_Source extract:_
Almost a third of UK adults believe charity shops will be more important to society than ever in the aftermath of the coronavirus pandemic, providing job opportunities and much-needed funding, a survey from the British Heart Foundation has revealed.
According to a June survey of more than 2,000 consumers aged 16 and above, carried out by the charity in partnership with Censuswide, 29 per cent of UK adults believe charity shops would be more important to society in the aftermath of the pandemic.
Almost half of the survey respondents (42 per cent) said the shops would provide jobs and volunteering opportunities in communities at a time when the UK is facing a recession, while 71 per cent of respondents said they were a source of affordable items to those with financial concerns.
Consumers also recognised the value of charity shops as a fundraising source, with almost seven in 10 people (68 per cent) noting they brought in vital funds for charitable causes at a time when many are in high demand due to the pandemic.
Younger consumers were the most likely to increase their visits to charity shops, with a fifth (19 per cent) of respondents aged 25-34 reporting they would be more likely to shop in charity shops after the pandemic than before, compared to just 6 per cent of respondents aged 55 and above.
Allison Swaine-Hughes, retail director at the British Heart Foundation, said: “This pandemic has been devastating for so many of us and the reopening of charity shops is going to be vital for millions as we look to recover.”
“Charity shops provide high quality items at affordable prices, power charitable services that have never been more in demand, re-use thousands of tonnes of items and provide a community space for so many volunteers and customers.”

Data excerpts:
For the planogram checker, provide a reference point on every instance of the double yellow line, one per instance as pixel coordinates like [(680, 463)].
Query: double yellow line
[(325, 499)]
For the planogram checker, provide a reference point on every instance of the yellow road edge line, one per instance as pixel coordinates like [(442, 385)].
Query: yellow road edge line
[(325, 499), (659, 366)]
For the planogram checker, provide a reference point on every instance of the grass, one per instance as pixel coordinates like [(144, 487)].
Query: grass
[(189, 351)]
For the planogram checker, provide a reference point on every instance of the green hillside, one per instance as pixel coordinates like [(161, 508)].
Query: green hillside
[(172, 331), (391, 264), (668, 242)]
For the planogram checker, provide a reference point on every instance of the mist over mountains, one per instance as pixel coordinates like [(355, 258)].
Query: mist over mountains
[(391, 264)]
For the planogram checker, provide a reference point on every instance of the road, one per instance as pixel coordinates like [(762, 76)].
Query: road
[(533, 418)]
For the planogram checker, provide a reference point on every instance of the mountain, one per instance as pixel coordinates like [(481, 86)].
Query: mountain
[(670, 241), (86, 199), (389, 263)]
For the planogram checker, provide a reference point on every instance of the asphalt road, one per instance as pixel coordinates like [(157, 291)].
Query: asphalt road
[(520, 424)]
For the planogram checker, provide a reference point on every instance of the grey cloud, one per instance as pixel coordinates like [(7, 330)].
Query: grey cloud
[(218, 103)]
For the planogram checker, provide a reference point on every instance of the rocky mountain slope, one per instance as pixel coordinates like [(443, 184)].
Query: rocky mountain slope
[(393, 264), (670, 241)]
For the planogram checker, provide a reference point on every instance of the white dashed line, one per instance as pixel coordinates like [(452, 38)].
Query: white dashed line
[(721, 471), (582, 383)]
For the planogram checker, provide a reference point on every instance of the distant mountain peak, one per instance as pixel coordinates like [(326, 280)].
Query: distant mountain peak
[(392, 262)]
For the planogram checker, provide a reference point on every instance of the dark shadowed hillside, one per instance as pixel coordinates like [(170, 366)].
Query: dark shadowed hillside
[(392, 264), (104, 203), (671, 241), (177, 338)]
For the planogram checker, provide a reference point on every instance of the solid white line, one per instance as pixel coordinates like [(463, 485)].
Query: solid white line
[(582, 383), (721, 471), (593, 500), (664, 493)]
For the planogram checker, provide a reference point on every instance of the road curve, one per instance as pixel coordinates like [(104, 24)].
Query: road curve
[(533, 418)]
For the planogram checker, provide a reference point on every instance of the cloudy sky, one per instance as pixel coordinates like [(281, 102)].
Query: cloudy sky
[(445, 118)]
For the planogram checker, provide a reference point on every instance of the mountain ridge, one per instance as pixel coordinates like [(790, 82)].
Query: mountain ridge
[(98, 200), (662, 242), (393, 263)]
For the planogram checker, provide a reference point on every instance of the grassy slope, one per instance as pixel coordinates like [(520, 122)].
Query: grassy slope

_What you have to do:_ Can you continue the article on charity shops after the pandemic from the point where it stops?

_Your response:_
In July the British Heart Foundation announced a consultation on cost-saving measures that placed 300 jobs at risk, following a “devastating” loss of income due to cancelled fundraising events and the closure of its 750 shops. The charity furloughed about 80 per cent of its 4,000-strong workforce under the government’s Coronavirus Job Retention Scheme, the majority of whom had staffed its charity shops.
Announcing the measures, chief executive of the charity Dr Charmaine Griffiths said the charity had “left no stone unturned in finding new ways of generating income”, but that the organisation had been forced to consider reducing its activities and the size of its workforce.
“This has been an incredibly difficult decision and it will be even harder for those people who may leave our BHF team,” Griffiths said.
“We deeply regret the impact this may have on those colleagues who are affected and will explore every avenue to minimise the number of job losses, including through the re-allocation of roles within the organisation.”